Point localization data:
------------------------
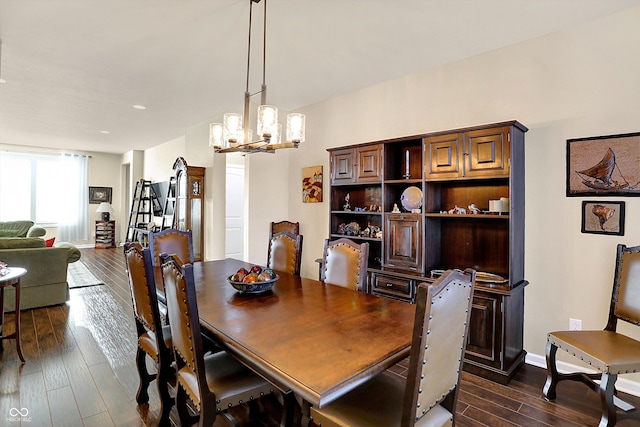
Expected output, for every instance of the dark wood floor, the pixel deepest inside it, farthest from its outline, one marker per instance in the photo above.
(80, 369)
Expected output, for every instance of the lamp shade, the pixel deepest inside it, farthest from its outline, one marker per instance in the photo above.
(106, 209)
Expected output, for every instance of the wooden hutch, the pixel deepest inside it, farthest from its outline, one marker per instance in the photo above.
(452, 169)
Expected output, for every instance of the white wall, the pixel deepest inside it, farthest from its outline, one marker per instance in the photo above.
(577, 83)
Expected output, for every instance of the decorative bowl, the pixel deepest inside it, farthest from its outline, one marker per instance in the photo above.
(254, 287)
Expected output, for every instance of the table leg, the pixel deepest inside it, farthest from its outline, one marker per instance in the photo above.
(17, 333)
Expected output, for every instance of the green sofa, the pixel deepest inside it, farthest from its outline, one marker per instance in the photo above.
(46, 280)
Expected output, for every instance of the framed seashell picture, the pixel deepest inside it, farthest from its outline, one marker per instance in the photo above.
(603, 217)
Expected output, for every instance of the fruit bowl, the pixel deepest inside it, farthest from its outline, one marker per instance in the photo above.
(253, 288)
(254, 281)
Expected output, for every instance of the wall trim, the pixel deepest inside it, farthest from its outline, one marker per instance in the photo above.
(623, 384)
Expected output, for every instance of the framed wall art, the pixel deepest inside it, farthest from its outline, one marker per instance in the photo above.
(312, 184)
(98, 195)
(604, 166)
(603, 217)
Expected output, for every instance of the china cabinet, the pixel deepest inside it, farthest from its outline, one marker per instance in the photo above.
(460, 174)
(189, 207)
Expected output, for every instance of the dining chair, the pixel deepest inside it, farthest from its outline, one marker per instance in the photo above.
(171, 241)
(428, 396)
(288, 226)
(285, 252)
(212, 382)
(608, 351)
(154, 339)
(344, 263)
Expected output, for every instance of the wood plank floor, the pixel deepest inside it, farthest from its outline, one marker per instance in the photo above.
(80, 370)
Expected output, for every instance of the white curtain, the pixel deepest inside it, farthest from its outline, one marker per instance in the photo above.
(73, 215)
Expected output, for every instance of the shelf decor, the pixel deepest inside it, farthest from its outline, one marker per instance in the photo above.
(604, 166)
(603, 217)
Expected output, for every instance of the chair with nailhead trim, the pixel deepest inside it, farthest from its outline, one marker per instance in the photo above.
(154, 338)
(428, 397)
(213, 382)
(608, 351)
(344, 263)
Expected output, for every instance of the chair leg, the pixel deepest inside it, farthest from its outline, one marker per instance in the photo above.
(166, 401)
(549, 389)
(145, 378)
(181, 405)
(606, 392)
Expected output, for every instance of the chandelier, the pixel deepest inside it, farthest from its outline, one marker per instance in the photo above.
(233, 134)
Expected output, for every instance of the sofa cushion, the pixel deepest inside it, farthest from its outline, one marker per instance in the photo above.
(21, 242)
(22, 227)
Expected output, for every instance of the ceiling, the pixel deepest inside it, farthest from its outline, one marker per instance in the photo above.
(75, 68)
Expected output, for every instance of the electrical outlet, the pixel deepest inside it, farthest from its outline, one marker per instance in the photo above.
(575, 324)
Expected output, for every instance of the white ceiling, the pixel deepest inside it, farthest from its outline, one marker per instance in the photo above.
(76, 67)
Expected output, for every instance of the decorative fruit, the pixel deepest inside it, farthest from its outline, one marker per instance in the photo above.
------------------------
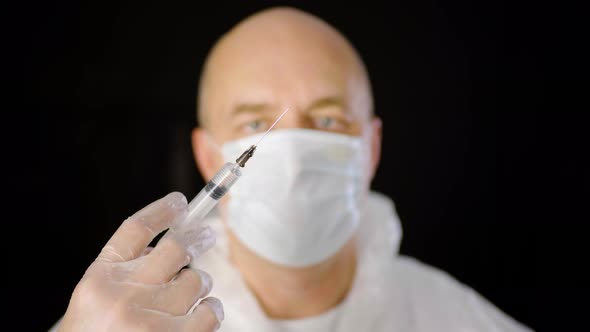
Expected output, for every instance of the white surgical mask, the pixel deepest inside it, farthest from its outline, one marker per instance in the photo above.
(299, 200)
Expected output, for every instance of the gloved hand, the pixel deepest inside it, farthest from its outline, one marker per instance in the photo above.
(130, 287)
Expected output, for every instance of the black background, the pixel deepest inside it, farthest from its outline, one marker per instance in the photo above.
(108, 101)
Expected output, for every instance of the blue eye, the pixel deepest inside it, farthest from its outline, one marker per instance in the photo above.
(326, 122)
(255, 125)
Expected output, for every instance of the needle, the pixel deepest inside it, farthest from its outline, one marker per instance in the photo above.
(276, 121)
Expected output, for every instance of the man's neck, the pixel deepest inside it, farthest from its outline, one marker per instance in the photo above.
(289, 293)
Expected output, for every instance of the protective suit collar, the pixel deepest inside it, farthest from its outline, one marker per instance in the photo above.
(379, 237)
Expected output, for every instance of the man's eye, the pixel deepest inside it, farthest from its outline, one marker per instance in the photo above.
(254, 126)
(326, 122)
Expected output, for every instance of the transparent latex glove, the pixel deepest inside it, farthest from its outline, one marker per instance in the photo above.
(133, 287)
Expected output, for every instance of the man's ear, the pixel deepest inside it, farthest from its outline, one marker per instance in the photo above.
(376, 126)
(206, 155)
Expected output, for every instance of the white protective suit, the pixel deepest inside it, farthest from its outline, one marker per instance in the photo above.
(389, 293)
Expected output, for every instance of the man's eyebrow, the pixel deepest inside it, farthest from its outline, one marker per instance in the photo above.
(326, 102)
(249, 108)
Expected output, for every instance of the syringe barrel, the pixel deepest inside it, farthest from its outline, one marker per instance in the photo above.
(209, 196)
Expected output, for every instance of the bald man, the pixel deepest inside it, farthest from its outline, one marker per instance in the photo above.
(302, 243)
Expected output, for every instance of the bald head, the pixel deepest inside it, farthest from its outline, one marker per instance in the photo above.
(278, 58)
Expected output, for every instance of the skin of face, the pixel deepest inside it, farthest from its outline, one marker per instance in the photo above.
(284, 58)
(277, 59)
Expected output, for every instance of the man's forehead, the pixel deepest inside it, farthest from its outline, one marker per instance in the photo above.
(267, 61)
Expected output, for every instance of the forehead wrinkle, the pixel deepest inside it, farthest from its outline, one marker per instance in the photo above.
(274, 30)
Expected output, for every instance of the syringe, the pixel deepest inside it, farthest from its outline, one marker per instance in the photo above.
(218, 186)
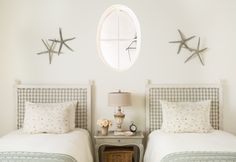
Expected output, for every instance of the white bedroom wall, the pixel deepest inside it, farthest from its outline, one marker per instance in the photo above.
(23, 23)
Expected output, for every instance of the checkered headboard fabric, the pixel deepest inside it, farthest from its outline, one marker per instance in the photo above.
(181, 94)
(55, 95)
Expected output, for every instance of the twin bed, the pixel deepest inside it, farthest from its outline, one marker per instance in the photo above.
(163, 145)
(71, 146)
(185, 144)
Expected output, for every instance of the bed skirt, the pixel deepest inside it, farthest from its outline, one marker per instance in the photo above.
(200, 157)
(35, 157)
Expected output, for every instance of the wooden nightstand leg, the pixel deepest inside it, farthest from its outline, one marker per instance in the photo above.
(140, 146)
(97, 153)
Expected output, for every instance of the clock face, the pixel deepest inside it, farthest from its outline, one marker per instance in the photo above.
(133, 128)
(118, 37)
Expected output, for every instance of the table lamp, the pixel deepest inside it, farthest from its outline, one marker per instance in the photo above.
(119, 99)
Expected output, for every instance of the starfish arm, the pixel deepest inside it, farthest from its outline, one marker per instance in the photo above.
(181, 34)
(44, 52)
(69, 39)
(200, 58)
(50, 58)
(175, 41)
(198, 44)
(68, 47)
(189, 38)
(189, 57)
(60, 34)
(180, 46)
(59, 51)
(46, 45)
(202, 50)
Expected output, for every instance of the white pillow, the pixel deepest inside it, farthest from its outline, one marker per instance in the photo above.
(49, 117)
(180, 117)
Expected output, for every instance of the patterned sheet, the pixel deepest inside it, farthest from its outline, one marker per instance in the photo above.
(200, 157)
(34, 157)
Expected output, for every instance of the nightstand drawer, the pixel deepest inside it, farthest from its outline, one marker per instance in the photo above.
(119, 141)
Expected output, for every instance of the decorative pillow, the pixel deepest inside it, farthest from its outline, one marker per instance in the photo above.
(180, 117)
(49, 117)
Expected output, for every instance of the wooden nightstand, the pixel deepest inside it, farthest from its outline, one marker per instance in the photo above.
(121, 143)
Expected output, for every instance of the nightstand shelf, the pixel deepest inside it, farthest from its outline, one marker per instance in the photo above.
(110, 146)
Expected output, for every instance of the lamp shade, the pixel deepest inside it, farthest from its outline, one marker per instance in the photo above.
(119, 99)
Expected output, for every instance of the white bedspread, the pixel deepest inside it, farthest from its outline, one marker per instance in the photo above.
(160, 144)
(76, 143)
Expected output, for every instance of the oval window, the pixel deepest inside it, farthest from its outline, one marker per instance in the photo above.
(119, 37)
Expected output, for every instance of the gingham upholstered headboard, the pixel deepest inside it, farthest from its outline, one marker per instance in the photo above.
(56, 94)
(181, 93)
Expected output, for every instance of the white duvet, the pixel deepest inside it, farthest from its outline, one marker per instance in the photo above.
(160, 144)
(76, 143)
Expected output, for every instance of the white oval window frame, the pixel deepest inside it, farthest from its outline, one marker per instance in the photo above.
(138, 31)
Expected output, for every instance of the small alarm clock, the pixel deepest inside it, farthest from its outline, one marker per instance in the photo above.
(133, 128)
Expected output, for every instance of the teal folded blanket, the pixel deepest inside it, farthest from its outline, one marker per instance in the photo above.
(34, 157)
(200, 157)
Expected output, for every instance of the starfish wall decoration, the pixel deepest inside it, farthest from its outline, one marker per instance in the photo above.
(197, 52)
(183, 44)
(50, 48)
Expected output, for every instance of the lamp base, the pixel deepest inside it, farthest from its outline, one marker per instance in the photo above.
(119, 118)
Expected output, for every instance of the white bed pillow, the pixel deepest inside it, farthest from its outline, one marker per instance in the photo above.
------------------------
▶ _ACTIVITY_
Retype the records above, but only those lines that fall between the line containing "Expected output, for every instance of the lamp base, the" and the line containing "Expected output, for every instance of the white bed pillow, the", with both of those lines included, exactly as written.

▶ _PROBLEM SOLUTION_
Expected output, for every instance of the lamp base, the pixel deepest inside it, farthest from its outline, one marker per instance in the photo above.
(119, 118)
Expected output, for every instance of the white bed pillow, the pixel deepest inside it, farthest from its outline, one marker per instance in the photo above.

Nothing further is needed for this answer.